The root chain does not need to do re-computation for verifying blocks created by shard chains. The root chain is secure since it is maintained by all masternodes in the network. A double-spending attack to a shard needs to revert both the shard chain and the root chain, which is unlikely to happen.

There is a small probability that a shard is colluded, in which more than its ¾ masternodes are attackers that do an adaptive attack. These attackers can create invalid blocks to create, for example, money out of thin air. In order to deal with this issue, we provide a game theory incentive-driven approach that is similar to Plasma. This approach is presented in Section IV.

Cross-shard Transaction Schemes

Cross-shard transaction

A cross-shard transaction involves sending some coins from a sender in one shard to a receiver in another shard. It enables any account in a shard to transact with any other account in other shards. Our Lock-Commit cross-shard transaction requires cross-shard communication and is processed in two steps as follows:

• Lock at sending shard: The transaction is first processed by the sender shard which decreases the balance of the sender account. At the end of this phase, a lock transaction receipt is generated which is signed by the masternode which produces the block containing the transaction. The receipt is only generated if the transaction has been finalized (A block is considered as “finalized” meaning that it is irreversible and any attempt to modify it is refused by the network) by the shard (the block is verified and signed by ¾ the number of masternodes of the shard sending their signatures to the Block Signer smart contract on the root chain). It plays the role of a Proof-of-Acceptance which is then sent to the receiver shard for processing. The Proof-of-Acceptance consists of the transaction, the Merkle proof of the transaction in the block at the sender shard, and the finality proof of the block.

- _WORK TO DO_:
a) Please write out the sharding passage word for word, everything from "The root chain does" down to "unlikely to happen.".
b) According to the sharding passage, what three things make up the Proof-of-Acceptance?

- _MATERIAL SUPPLIED_:
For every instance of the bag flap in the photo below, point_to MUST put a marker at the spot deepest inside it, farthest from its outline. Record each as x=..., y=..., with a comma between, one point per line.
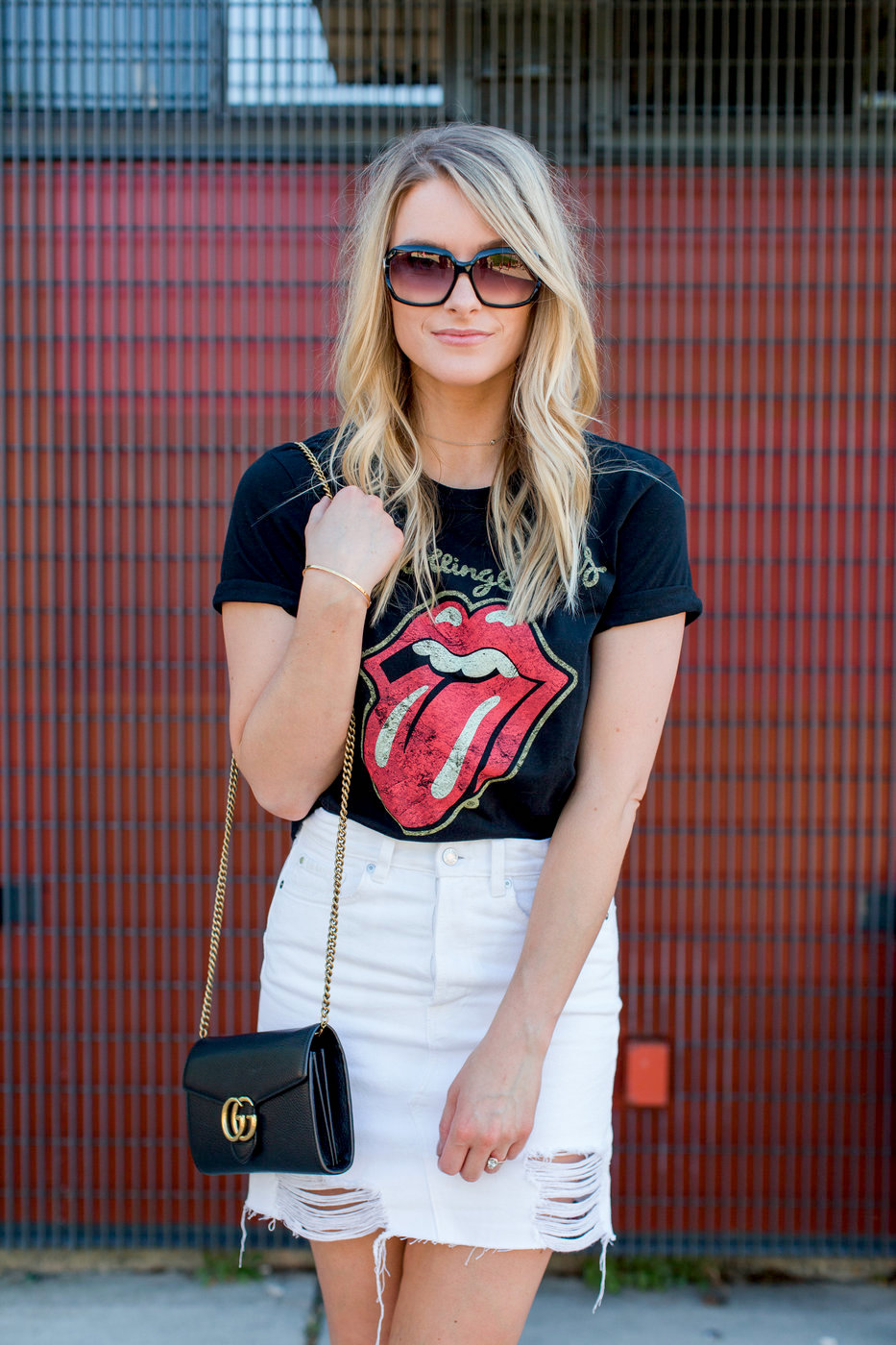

--

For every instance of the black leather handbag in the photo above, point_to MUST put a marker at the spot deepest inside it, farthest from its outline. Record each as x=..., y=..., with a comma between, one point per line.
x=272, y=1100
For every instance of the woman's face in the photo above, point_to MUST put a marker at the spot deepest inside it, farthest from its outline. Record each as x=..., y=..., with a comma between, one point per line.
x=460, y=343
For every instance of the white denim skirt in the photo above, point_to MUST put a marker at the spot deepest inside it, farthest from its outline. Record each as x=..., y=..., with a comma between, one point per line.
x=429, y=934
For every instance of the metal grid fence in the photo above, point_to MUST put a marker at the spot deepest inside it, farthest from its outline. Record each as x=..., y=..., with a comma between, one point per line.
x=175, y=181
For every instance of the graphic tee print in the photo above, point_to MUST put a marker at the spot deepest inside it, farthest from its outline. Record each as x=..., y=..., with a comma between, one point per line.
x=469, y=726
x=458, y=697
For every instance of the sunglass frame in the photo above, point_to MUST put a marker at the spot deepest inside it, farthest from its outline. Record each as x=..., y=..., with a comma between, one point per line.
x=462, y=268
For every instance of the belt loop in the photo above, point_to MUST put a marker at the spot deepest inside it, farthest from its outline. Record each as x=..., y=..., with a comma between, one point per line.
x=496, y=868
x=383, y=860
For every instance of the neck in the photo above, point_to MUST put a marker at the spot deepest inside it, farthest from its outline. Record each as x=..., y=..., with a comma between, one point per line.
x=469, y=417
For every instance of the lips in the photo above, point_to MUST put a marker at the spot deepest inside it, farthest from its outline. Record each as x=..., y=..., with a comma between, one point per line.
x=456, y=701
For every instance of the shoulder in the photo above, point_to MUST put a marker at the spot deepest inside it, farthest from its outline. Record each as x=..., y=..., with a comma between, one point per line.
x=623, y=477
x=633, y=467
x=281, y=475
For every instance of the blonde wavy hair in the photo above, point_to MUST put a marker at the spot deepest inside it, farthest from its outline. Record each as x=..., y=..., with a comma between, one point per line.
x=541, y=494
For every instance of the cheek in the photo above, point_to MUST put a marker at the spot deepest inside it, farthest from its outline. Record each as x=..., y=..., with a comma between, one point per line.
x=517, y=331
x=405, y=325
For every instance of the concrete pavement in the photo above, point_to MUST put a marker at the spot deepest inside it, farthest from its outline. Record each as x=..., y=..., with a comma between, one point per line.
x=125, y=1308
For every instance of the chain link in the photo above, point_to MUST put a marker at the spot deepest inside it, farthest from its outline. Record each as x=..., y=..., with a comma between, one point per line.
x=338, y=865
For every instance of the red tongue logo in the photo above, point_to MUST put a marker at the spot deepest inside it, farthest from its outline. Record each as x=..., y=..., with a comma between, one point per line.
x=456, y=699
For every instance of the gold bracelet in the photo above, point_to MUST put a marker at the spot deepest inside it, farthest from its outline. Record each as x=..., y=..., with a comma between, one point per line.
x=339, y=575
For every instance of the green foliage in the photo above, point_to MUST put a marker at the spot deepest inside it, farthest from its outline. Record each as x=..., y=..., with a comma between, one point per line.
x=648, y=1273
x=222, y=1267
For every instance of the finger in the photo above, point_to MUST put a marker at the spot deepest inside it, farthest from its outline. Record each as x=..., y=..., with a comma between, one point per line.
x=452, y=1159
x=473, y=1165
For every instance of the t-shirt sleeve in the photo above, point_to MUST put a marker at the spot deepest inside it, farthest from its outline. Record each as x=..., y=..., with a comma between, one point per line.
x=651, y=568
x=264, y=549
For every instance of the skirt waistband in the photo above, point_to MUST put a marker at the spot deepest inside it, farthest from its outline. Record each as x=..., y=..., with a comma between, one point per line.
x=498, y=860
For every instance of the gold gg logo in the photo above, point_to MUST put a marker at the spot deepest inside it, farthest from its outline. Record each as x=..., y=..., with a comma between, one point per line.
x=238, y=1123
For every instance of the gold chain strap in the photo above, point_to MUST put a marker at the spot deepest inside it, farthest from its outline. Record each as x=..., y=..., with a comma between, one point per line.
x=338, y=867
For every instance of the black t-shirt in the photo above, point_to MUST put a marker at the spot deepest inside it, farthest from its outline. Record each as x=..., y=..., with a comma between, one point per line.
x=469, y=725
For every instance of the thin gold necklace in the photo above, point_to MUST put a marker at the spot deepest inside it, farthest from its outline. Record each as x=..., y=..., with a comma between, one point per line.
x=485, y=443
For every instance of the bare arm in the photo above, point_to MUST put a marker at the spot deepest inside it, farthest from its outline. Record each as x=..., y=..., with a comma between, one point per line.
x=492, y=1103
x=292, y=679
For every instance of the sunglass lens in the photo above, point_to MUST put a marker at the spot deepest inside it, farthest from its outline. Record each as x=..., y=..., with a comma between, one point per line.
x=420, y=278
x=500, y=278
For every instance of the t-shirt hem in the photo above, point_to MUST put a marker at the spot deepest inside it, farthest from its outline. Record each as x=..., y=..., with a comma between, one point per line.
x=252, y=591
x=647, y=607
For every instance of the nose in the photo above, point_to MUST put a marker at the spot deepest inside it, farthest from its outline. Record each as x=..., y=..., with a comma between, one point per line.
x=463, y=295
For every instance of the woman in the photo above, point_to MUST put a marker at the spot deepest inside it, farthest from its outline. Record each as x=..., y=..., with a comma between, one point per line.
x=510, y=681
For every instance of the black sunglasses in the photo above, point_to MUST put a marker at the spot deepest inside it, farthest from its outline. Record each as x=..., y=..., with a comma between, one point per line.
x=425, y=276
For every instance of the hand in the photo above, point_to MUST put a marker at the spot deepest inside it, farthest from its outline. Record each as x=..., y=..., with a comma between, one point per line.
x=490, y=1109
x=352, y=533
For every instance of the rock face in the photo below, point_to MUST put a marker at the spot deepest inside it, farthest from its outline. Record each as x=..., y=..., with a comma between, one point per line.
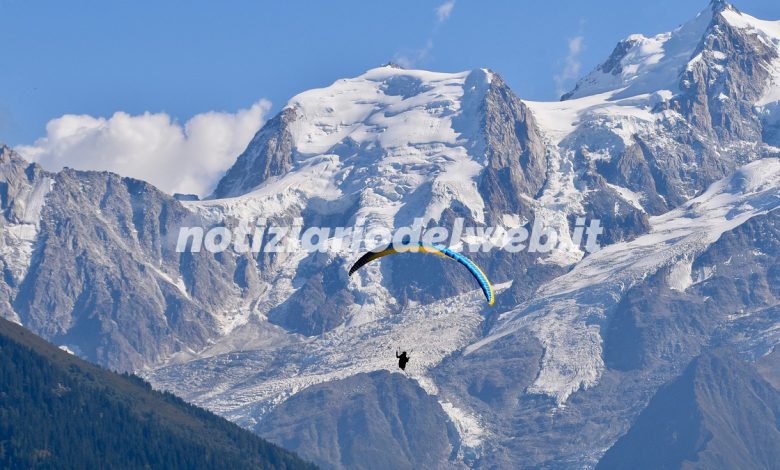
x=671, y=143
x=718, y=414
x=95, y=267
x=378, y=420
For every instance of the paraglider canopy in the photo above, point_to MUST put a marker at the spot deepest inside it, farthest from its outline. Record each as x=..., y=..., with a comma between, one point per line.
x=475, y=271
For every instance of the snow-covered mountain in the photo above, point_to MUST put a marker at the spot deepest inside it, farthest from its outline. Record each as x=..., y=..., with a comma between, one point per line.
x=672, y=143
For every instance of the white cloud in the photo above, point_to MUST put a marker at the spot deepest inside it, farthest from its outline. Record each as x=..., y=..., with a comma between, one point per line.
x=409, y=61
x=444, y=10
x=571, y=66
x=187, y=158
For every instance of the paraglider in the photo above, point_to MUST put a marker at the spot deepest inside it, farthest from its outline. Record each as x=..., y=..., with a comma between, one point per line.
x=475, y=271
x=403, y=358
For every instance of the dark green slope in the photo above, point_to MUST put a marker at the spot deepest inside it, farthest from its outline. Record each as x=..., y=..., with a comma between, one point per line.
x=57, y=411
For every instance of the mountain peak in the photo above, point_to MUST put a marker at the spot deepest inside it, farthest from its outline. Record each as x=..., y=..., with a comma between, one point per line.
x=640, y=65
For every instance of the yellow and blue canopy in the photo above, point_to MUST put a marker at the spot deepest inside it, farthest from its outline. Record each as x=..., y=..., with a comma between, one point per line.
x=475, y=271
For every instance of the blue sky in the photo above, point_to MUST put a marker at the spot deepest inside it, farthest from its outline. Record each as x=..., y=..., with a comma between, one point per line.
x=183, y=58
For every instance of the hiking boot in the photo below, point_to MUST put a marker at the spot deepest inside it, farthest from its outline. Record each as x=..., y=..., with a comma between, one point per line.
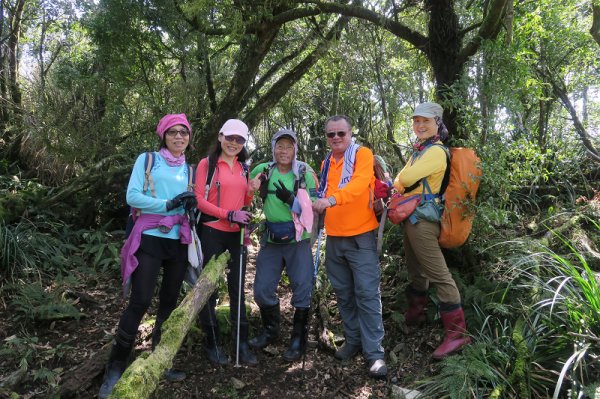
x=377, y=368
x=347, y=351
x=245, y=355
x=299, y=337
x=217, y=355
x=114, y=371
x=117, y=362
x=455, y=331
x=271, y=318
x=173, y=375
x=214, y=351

==

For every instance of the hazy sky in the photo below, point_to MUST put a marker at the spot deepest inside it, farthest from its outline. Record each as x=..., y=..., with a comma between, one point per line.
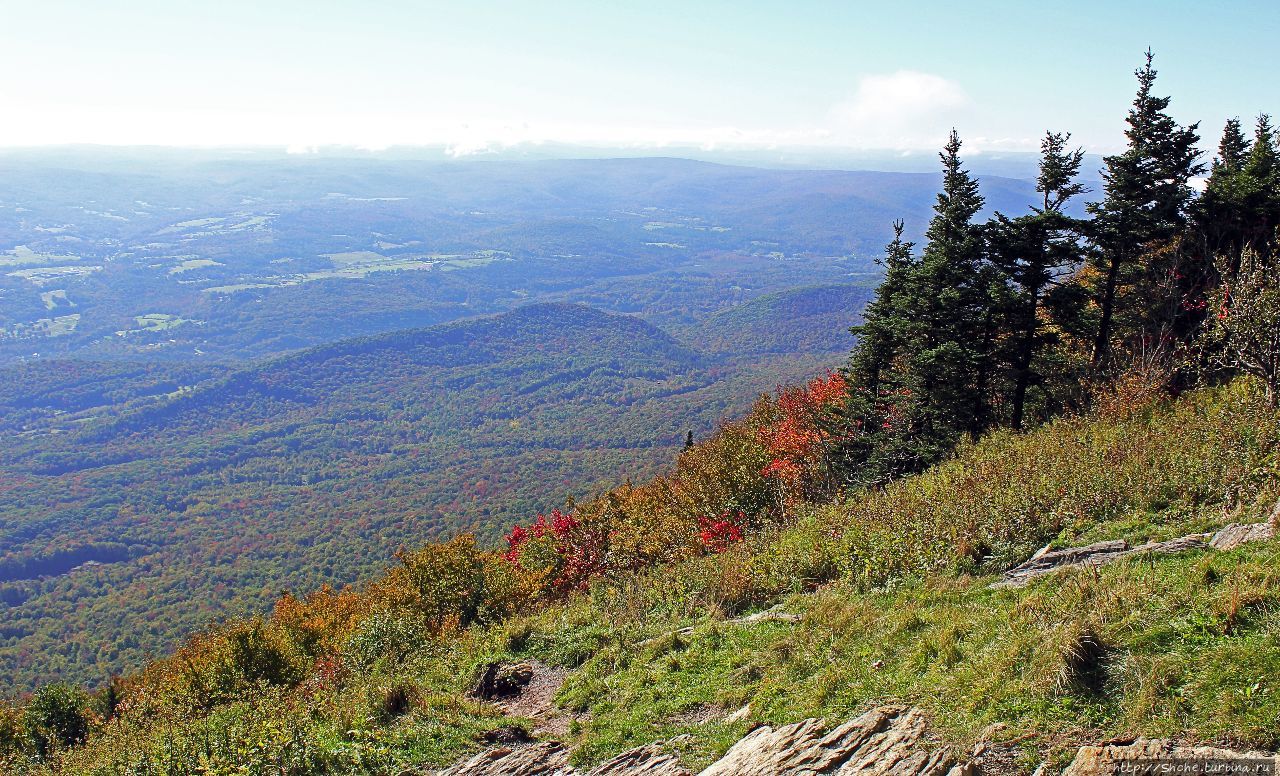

- _SOLUTIONS TO THE PROBLEMS_:
a)
The root chain does not need to do re-computation for verifying blocks created by shard chains. The root chain is secure since it is maintained by all masternodes in the network. A double-spending attack to a shard needs to revert both the shard chain and the root chain, which is unlikely to happen.

b) The transaction, the Merkle proof of the transaction in the block at the sender shard, and the finality proof of the block.